**The request**.
Restate the entries below verbatim.

** start of Provided records **

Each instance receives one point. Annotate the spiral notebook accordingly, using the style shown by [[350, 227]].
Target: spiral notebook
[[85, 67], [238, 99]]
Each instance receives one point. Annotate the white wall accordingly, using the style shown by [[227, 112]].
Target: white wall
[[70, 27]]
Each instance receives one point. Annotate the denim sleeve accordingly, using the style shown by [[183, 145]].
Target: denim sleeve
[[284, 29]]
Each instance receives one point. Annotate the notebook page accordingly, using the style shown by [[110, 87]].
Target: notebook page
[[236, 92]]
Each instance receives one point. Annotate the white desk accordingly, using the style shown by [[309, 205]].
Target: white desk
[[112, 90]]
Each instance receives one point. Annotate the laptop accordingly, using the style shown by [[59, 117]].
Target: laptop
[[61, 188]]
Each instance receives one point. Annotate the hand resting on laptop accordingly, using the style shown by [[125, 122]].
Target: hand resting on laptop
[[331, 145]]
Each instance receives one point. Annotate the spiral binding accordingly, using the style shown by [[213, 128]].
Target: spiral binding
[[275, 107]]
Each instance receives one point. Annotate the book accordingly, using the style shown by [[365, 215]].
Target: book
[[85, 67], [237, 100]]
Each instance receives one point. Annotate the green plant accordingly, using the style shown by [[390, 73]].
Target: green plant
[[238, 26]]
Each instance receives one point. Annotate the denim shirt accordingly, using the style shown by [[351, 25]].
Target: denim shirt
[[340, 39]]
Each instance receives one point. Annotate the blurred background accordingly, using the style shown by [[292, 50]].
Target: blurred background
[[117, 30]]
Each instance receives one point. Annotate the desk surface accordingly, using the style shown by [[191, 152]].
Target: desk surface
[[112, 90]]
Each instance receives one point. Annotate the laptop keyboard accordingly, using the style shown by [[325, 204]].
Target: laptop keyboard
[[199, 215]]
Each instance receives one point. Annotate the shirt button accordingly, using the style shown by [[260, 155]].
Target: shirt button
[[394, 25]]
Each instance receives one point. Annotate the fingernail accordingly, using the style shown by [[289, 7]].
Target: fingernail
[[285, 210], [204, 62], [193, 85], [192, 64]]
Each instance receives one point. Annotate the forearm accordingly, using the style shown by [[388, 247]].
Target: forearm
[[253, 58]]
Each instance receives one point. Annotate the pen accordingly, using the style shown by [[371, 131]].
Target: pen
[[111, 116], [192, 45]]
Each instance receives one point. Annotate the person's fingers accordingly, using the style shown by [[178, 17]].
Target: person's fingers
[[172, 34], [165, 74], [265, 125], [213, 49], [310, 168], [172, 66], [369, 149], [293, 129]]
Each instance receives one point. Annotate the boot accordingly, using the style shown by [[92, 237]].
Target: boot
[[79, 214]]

** end of Provided records **

**Answer in full**.
Each instance receives one point. Annotate the spiral notebook accordingly, using the style shown by [[350, 227]].
Target: spiral notebook
[[85, 67], [238, 99]]
Each instance receives one point. Annotate the white wall accordingly, using the style shown by [[227, 112]].
Target: white wall
[[70, 27]]
Each instance receives one point. Annotate the denim sleeve accordingly, using the style shown by [[183, 145]].
Target: denim sleeve
[[284, 29]]
Each instance receives one point. Annotate the notebook page accordingly, using the style shown by [[110, 87]].
Target: notebook page
[[236, 92]]
Each instance receives one point. Annotate the white desk accordingly, using the style shown by [[309, 205]].
Target: white desk
[[112, 90]]
Each instance receives one point. Annotate the laptop accordingly, using the style shown by [[59, 117]].
Target: laptop
[[61, 188]]
Each instance receives one point. Annotate the hand resting on laptop accordingly, using the style shown by [[125, 122]].
Target: hand resting on laptop
[[331, 145]]
Each instance receives one point. Annotate the spiral binding accordingly, using the style shown by [[213, 128]].
Target: spiral binding
[[275, 107]]
Each instance receives one point. Annotate the book accordingly, using the style shown by [[365, 215]].
Target: book
[[85, 67], [237, 100]]
Each instance receives one point. Annotate the green plant accordingly, using the style shown by [[390, 73]].
Target: green plant
[[238, 26]]
Each instance receives one point. Annotate the denim shirt accordingly, using the style shown by [[351, 25]].
Target: denim shirt
[[340, 39]]
Each instance receives one point. Annotate the blurred background accordingly, using the style shown by [[292, 50]].
Target: blurred background
[[117, 30]]
Each instance receives one point. Annotate the desk surface accordingly, using the style shown by [[191, 152]].
Target: desk surface
[[112, 90]]
Each instance receives one point. Annotate the laptop keyboard accordingly, using the style shown by [[325, 204]].
Target: laptop keyboard
[[199, 215]]
Each instance receives one point. Annotate the shirt button accordingly, using the style shown by [[260, 155]].
Target: shirt button
[[394, 25]]
Each instance receives one point. Annotate the fingernail accordingly, using the style shown by [[289, 7]].
Target: fingernail
[[285, 210], [204, 62], [193, 85], [192, 64]]
Each instance receives one point. Annotate the forearm accordingly, using the style shown by [[388, 247]].
Target: forearm
[[253, 58]]
Each instance receives one point. Annotate the pen accordingly, using the style shown by [[371, 131]].
Target: pen
[[111, 116], [192, 45]]
Each instance receives one point. Annotate the person's fingers accordingly, using the style shown by [[178, 17]].
Target: person's fingers
[[172, 34], [165, 74], [265, 125], [213, 49], [310, 168], [172, 66], [369, 149], [293, 129]]
Each instance receives one point. Annotate the boot accordingly, using the style shown by [[92, 237]].
Target: boot
[[79, 214]]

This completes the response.